List of tasks —
**1)** From the browser extension description, quote the passage that begins at the words "This browser extension allows" and ends after the words "analysis and research.".
**2)** According to the browser extension description, in which country is the tracking.exposed server hosted?

Given passage —
This browser extension allows you to collect evidence of algorithmic personalization; because the perception of public debate is personalized, only via a client-side-collection, we can perform analysis and research.
What this browser extension does
-
It creates cryptographic key pairs. It is the method to ensure you can access your data, and only you can mark the data received as “yours.” It is necessary because we don’t have an email address, Google profile, or YouTube username. Your official identification method is not linked to our data at all. This work for every human or bot opening youtube.com website. Every browser extension installed has a different and unique cryptographic key.
-
It copies the HTML of every youtube.com video page once YouTube has completed to send the suggested videos. The HTML is sent to the tracking.exposed server, hosted in Germany and administrated by the technical staff of our team. The system administrators are the three technologies of Tracking Exposed, get in touch at youtube-team at tracking dot exposed.
-
Beside specially rare maintenance operations, the code processing the data collected is here available for review.

Data items —
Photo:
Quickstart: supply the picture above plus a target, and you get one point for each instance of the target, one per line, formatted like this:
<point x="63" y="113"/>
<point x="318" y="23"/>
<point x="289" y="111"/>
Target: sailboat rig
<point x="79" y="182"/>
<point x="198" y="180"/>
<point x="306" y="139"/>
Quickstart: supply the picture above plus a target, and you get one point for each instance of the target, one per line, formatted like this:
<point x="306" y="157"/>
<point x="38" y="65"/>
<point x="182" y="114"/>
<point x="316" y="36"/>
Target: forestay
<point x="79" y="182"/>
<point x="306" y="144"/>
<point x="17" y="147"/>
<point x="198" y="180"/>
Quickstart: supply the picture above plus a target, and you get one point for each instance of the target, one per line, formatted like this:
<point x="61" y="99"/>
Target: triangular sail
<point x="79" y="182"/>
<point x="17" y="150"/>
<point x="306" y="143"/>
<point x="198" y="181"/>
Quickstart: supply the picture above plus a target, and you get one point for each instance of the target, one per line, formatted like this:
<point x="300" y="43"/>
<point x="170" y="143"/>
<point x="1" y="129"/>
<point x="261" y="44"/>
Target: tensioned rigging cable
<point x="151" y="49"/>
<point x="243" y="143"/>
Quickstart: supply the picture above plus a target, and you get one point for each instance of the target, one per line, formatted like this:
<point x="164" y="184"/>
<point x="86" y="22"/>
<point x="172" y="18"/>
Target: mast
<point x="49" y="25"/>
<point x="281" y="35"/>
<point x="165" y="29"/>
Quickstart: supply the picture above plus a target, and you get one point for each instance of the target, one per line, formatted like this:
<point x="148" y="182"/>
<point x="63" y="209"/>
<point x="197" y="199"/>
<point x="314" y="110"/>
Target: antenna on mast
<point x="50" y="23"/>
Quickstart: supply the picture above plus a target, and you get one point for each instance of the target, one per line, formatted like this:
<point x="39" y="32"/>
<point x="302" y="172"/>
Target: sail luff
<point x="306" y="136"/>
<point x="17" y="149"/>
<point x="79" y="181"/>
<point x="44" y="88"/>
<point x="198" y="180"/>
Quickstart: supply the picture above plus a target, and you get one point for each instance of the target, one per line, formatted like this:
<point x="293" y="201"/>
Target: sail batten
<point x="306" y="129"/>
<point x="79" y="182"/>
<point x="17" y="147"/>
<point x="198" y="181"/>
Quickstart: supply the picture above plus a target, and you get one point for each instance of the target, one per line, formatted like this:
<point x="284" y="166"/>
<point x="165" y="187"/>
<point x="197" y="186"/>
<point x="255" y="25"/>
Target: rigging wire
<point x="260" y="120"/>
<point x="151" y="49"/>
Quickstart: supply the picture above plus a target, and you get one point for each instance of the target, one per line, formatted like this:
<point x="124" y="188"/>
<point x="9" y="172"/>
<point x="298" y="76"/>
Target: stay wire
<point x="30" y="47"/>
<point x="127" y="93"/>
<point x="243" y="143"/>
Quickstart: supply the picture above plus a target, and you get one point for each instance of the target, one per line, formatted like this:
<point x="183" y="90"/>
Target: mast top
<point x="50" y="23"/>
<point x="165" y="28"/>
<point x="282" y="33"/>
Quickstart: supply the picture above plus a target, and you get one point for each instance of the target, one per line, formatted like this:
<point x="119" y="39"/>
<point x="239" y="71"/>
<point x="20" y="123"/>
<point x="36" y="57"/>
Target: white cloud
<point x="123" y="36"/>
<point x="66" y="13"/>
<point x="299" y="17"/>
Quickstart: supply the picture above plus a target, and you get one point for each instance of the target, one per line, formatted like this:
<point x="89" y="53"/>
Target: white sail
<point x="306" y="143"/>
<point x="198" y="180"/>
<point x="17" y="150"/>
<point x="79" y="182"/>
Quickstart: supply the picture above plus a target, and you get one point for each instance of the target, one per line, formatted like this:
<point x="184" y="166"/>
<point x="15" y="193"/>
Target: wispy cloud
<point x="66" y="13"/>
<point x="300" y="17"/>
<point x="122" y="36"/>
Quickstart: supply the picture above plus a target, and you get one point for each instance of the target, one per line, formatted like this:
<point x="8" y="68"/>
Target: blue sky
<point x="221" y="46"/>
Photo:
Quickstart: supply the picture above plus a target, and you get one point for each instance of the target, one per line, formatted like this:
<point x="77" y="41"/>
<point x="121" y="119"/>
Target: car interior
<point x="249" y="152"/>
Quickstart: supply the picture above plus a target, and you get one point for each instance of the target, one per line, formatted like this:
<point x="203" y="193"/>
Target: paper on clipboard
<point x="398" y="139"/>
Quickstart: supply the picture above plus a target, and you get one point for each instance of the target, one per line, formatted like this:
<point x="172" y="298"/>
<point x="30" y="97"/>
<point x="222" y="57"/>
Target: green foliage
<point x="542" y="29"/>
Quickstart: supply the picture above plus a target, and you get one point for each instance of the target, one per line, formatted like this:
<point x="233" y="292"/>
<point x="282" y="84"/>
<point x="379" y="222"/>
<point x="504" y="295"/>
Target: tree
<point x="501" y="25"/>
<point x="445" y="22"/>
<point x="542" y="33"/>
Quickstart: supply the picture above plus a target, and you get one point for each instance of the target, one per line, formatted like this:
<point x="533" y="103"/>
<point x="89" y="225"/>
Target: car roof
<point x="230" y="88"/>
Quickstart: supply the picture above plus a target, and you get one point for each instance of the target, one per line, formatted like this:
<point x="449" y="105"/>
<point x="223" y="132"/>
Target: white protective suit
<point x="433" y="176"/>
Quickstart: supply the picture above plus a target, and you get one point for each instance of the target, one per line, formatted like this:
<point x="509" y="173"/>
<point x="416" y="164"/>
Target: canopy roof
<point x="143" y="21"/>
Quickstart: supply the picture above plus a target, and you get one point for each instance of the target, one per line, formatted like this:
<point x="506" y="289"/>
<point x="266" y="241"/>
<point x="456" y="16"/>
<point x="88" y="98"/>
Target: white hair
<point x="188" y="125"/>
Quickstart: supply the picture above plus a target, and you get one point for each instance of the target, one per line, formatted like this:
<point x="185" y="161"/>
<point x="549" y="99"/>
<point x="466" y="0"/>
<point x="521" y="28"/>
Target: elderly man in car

Answers to the tasks —
**1)**
This browser extension allows you to collect evidence of algorithmic personalization; because the perception of public debate is personalized, only via a client-side-collection, we can perform analysis and research.

**2)** Germany.